TEXT SECTION:
Member of the Legislative Assembly of Quebec for Montréal–Saint-Louis
- In office 1939–1947
- Preceded by: Louis Fitch
- Succeeded by: Dave Rochon

Personal details
- Born: April 15, 1895 Dorohoi, Romania
- Died: March 15, 1950 (aged 54) Montreal, Quebec, Canada
- Resting place: Shaar Hashomayim Cemetery, Montreal
- Party: Liberal
- Other political affiliations: Quebec Liberal Party
- Spouse: Rose Gertrude Gallay
- Children: Stanley Hartt Joel Hartt
- Alma mater: Queen's University

= Maurice Hartt =

Romanian-born Canadian politician

Maurice Hartt, (April 15, 1895 - March 15, 1950) was a Romanian-born Canadian politician.

THINGS TO DO:
• 1. Do these statements agree with the Maurice Hartt text above? Answer yes or no for each, quoting the words of the text that decide it: (a) Louis Fitch succeeded Hartt in office. (b) Hartt attended Queen's University. (c) Hartt died in Romania.
• 2. Carry on the Maurice Hartt text above from its final sentence.

GIVEN DATA:

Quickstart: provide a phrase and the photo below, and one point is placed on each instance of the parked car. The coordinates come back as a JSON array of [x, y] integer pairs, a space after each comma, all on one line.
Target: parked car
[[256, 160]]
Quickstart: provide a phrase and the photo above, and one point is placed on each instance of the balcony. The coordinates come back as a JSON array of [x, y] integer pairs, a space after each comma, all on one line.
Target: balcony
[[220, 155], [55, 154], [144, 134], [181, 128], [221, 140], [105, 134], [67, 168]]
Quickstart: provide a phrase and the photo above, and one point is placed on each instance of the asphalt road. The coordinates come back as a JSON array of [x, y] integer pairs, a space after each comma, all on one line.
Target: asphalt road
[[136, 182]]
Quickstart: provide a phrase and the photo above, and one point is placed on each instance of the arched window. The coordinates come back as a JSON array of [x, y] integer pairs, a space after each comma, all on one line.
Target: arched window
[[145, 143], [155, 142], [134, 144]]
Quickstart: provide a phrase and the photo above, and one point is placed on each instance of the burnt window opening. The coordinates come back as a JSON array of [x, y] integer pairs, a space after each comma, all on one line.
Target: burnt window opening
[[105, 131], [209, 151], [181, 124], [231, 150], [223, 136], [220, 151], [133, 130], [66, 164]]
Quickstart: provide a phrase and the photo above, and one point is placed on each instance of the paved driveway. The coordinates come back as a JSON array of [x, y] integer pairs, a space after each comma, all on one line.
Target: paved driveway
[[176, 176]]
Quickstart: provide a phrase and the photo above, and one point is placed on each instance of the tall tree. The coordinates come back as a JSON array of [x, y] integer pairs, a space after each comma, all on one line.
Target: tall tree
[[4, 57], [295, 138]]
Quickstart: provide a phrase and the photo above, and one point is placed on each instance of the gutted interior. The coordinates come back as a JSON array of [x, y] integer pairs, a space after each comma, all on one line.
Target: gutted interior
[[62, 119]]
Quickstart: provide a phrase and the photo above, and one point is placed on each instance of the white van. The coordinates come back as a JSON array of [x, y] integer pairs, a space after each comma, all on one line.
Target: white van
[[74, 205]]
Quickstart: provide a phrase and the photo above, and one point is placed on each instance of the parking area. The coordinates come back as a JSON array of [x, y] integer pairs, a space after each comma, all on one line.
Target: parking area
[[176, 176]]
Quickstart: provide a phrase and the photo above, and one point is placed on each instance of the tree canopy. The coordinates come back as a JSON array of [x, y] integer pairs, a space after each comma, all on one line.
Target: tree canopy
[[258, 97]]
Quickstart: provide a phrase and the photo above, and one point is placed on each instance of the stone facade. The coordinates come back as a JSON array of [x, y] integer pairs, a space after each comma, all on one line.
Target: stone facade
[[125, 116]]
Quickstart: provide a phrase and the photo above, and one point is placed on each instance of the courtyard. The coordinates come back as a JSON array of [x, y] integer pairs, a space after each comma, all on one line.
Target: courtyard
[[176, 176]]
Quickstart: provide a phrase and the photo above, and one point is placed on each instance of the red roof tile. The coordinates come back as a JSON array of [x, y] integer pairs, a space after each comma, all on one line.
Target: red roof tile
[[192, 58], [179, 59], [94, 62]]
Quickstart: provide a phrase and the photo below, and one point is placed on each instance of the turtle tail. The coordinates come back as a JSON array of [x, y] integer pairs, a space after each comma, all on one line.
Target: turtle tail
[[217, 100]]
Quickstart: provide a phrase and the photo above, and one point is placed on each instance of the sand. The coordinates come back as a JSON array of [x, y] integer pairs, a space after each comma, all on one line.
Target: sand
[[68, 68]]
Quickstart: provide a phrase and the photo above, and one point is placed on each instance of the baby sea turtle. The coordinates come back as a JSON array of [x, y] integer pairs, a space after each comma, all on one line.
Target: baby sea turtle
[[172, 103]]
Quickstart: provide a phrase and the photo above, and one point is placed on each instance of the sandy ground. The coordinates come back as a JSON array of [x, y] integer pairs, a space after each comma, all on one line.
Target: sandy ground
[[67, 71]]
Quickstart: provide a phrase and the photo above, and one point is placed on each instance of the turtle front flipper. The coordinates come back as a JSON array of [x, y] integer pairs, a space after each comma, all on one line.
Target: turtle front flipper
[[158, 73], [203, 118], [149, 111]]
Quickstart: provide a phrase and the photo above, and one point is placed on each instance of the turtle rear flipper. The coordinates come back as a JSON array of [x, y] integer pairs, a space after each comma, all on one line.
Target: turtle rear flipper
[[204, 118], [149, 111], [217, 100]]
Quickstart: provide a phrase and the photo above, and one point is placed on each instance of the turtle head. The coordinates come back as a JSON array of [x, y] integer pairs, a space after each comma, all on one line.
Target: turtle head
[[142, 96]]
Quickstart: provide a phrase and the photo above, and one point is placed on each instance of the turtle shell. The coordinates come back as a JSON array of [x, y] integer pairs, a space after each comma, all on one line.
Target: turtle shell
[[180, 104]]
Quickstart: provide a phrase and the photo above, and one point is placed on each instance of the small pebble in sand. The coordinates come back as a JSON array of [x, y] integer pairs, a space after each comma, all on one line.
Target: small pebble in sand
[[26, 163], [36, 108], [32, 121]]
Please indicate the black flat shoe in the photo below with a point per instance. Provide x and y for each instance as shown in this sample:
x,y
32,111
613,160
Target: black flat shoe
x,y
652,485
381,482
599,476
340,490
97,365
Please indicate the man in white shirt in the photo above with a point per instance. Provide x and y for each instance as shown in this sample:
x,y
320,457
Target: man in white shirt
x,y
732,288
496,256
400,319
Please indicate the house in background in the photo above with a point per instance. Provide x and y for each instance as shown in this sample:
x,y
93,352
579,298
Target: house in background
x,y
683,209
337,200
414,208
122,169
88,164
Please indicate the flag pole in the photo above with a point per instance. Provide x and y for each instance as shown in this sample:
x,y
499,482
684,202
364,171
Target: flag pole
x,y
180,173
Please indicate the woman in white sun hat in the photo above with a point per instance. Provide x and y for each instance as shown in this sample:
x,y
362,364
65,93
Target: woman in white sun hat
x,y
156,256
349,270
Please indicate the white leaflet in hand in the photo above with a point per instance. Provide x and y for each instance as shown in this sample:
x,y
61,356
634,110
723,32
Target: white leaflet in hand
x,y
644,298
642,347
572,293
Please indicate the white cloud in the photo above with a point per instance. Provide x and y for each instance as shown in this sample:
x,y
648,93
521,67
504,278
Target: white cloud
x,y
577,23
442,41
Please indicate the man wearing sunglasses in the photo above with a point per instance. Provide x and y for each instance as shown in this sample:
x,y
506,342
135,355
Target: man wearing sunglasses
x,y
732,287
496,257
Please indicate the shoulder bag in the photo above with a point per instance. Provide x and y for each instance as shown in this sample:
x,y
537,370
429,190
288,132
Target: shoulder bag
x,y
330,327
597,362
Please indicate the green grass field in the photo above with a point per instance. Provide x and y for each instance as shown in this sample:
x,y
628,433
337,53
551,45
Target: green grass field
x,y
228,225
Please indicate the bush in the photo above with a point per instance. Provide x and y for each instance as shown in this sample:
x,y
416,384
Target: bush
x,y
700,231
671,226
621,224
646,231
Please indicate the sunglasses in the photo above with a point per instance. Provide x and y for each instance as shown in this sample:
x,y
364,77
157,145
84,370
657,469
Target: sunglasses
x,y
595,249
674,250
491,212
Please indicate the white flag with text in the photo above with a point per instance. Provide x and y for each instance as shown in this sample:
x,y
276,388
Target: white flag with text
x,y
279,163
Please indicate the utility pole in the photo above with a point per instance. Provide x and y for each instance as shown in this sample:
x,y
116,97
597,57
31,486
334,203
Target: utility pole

TASK-BY-TASK ANSWERS:
• 1.
(a) No: "Preceded by: Louis Fitch"
(b) Yes: "Alma mater: Queen's University"
(c) No: "Died: March 15, 1950 (aged 54) Montreal, Quebec, Canada"

• 2.
== Biography ==
Born in Dorohoi, Romania, the son of Saul Hartt and Malia Segal, he immigrated to Canada when he was twelve. He studied law at Queen's University and was called to the Quebec Bar in 1935. He was created a King's Counsel in 1942 and practiced law in Montreal. He was elected to the Legislative Assembly of Quebec in the riding of Montréal–Saint-Louis in 1939. A Liberal, he was re-elected in 1944. He resigned in 1947, when he was elected to the House of Commons of Canada in the riding of Cartier in a 1947 by-election called when Fred Rose's seat was declared vacant by a resolution of the House of Commons. A federal Liberal, he was re-elected in 1949. He died in office in 1950.

His son, Stanley Hartt, was Prime Minister Brian Mulroney's Chief of Staff from 1989 to 1990. Another son, Joel Hartt (1940–2009), was a professor of Humanities at John Abbott College and Chairman of the Lakeshore School Board.